AKR1B10 drives hepatic steatosis and inflammation in metabolic dysfunction-associated steatotic liver disease via PI3K/AKT-mediated autophagy suppression.

Abstract

Metabolic dysfunction-associated steatotic liver disease (MASLD) is a prevalent metabolic disorder marked by excessive hepatic lipid accumulation, in which impaired autophagy plays a critical role. Aldo-keto reductase family 1 member B10 (AKR1B10) has been implicated in lipid metabolism; however, its regulatory function in MASLD pathogenesis remains poorly understood. This study aimed to elucidate the role of AKR1B10 in MASLD progression and the underlying molecular mechanisms. Differentially expressed genes were identified using the GSE135251 dataset. Serum and liver tissue samples were obtained from 28 patients with MASLD and 28 healthy controls. In vivo, a MASLD mouse model was established by feeding a high-fat diet (HFD), while in vitro, lipid accumulation was induced in AML-12 hepatocytes by treatment with free fatty acids (FFA). This study found that AKR1B10 expression was significantly upregulated in MASLD patients, HFD-fed mice, and FFA-treated AML-12 cells. Silencing AKR1B10 alleviated lipid accumulation, inflammation, and autophagic impairment in vitro, and attenuated hepatic steatosis and metabolic dysfunction in vivo. Mechanistically, AKR1B10 knockdown suppressed PI3K/AKT pathway activation, thereby ameliorating lipid deposition, inflammation, and autophagic dysfunction. Conversely, treatment with 740Y-P, a PI3K agonist, reversed these protective effects and exacerbated MASLD progression. Our findings demonstrates that AKR1B10 promotes MASLD progression through activation of the PI3K/AKT signaling pathway, contributing to dysregulated lipid metabolism, inflammation, and autophagy inhibition. These findings suggest that targeting AKR1B10 may represent a novel therapeutic strategy for MASLD.

DESCRIPTION OF THE TASK: Copy the stretch of the AKR1B10 abstract from "AKR1B10 drives hepatic" through "PI3K/AKT-mediated autophagy suppression.". The data that comes next is drawn from a different source than the abstract.

Items from a dataset:

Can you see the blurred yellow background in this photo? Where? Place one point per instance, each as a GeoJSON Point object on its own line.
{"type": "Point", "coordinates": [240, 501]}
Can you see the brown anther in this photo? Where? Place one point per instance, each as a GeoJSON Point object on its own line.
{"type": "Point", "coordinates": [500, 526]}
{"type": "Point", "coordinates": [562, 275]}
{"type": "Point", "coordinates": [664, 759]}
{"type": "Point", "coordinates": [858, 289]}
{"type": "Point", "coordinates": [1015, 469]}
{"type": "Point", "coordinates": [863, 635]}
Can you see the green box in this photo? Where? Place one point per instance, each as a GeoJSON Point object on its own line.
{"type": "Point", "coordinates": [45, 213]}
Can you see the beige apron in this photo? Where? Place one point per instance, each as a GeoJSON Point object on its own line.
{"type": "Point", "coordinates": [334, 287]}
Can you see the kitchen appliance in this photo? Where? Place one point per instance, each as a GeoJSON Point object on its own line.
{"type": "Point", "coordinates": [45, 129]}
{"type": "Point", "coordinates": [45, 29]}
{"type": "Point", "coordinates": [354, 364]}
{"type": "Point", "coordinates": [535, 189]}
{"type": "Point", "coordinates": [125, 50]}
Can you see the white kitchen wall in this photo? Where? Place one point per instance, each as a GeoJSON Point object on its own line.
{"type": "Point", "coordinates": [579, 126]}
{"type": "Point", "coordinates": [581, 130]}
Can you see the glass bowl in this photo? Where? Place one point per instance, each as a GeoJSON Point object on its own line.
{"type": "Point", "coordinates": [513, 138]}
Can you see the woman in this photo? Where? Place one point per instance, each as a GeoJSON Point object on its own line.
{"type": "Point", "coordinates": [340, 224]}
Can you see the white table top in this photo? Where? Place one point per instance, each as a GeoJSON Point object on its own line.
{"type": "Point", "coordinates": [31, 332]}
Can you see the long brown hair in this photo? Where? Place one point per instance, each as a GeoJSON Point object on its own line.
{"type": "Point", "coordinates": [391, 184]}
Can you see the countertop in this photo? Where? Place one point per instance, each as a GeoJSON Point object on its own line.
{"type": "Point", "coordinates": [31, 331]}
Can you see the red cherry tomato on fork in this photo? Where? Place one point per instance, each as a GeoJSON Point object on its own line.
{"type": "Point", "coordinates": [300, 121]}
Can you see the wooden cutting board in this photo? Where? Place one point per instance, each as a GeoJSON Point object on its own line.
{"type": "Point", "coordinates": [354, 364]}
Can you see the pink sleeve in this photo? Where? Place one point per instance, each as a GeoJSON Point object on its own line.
==
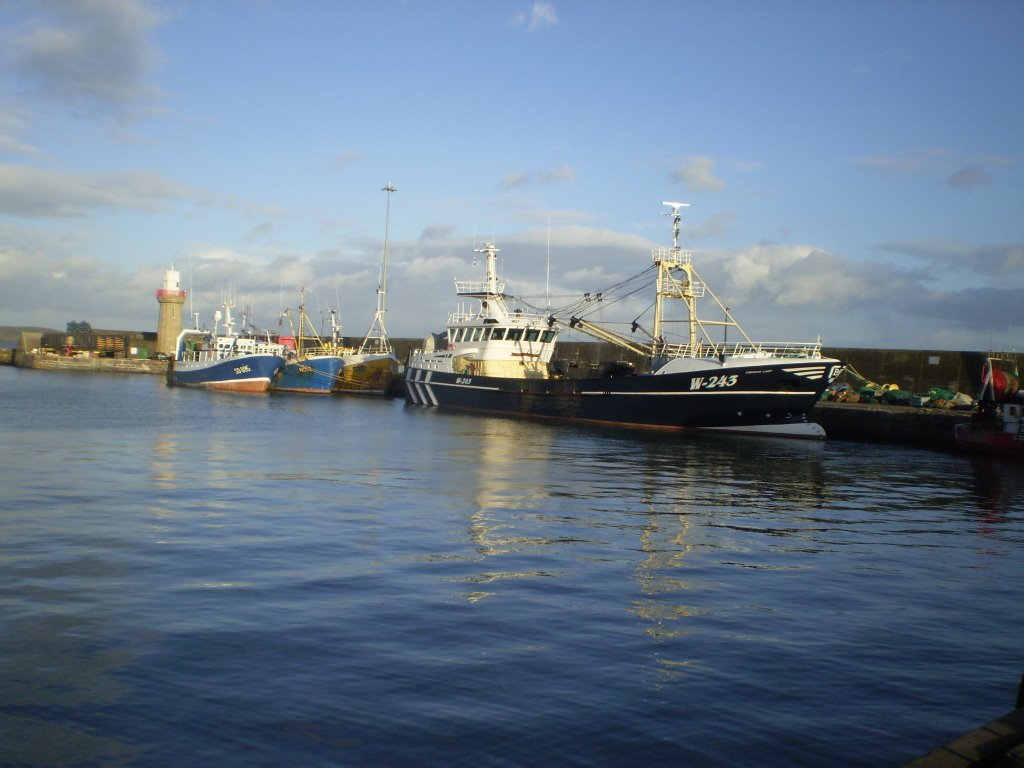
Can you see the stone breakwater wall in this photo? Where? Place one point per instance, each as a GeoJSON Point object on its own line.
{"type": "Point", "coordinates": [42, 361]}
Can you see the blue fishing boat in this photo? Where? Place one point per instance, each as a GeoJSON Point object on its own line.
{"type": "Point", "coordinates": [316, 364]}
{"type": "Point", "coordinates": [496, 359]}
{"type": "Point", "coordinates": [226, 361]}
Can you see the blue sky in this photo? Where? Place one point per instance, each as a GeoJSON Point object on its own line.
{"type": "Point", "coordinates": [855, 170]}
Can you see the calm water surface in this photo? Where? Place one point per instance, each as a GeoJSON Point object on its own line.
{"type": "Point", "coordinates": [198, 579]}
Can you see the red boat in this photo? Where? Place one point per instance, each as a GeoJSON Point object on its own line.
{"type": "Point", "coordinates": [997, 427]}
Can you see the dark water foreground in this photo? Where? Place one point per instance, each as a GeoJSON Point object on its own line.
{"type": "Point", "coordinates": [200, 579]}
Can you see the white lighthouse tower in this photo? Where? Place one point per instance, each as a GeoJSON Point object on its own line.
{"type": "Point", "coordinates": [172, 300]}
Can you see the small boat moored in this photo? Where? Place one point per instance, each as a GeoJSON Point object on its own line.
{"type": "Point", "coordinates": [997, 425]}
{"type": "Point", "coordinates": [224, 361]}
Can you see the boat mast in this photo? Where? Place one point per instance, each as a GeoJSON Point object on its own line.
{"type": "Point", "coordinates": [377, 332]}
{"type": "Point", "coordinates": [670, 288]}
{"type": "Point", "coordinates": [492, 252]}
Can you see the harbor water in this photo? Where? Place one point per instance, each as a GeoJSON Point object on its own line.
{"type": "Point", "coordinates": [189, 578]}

SOLUTION:
AKR1B10 drives hepatic steatosis and inflammation in metabolic dysfunction-associated steatotic liver disease via PI3K/AKT-mediated autophagy suppression.